------ INFORMASI YANG DIBERIKAN

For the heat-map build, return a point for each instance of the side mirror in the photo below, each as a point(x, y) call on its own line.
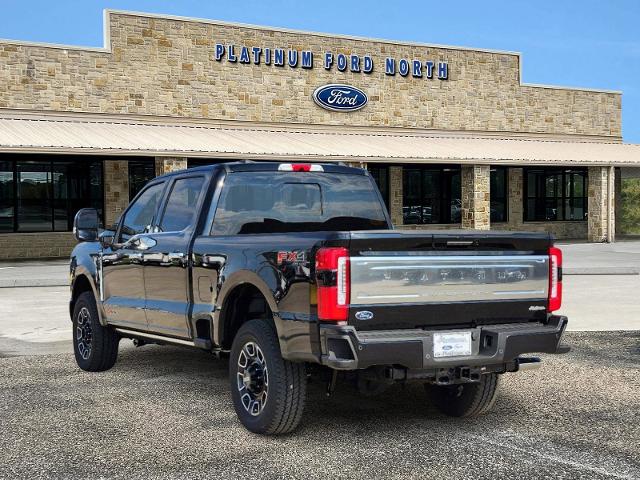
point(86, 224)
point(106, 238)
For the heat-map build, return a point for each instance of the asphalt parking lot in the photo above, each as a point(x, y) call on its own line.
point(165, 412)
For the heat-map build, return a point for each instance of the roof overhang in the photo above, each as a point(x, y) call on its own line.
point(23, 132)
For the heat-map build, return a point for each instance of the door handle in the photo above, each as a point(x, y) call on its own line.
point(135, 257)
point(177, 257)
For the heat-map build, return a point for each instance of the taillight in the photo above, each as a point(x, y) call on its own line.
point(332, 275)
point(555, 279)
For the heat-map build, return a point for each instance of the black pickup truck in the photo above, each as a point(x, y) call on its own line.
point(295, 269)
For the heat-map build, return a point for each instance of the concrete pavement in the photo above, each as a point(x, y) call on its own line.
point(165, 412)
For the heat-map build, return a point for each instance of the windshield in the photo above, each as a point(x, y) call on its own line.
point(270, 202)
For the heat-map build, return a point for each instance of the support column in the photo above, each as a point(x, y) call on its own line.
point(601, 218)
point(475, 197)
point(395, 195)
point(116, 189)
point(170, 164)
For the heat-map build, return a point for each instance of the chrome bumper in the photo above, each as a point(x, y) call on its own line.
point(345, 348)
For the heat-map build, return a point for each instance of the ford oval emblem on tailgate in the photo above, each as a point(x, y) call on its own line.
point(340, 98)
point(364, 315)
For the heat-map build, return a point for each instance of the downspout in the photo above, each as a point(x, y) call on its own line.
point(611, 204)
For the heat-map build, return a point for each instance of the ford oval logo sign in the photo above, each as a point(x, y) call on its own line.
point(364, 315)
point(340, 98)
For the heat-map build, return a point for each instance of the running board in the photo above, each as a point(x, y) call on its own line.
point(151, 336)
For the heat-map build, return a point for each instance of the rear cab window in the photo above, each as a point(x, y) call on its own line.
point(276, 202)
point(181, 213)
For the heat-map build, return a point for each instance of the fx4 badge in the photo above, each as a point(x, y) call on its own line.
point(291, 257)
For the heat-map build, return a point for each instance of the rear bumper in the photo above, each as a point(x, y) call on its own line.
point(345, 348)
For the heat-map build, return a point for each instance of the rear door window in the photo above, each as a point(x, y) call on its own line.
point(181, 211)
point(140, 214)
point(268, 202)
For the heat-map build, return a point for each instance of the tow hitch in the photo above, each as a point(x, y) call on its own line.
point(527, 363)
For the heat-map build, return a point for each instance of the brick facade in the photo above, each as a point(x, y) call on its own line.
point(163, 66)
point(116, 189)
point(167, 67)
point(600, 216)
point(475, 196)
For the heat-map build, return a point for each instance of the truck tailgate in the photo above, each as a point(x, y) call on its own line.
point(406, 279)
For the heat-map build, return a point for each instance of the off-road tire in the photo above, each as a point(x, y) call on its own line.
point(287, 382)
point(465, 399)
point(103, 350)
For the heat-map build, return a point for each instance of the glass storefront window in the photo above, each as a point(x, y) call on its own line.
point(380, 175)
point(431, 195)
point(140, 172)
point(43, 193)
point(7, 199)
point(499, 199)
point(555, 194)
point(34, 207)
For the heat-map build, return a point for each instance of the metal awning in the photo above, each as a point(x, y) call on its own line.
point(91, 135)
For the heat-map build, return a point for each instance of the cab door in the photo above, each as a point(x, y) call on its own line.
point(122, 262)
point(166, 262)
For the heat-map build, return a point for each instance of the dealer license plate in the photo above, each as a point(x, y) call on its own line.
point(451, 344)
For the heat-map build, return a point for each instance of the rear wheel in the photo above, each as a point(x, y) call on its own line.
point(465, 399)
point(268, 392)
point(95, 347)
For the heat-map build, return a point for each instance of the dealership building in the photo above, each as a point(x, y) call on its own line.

------------

◆ TUJUAN TUGAS:
Tuliskan kembali hanya baris-baris daftar dari baris yang memuat "the rear cab" sampai dengan baris yang memuat "point(291, 257)". Semua baris disalin utuh, tetapi setiap koordinat jawaban digeser dengan menambahkan 43 pada tiap angkanya.

◆ HASIL LATIHAN:
For the heat-map build, return a point for each instance of the rear cab window in the photo above, each as a point(x, y) call on its own line.
point(319, 245)
point(224, 256)
For the heat-map build, return a point for each instance of the fx4 badge in the photo above, each as a point(x, y) call on its own line.
point(334, 300)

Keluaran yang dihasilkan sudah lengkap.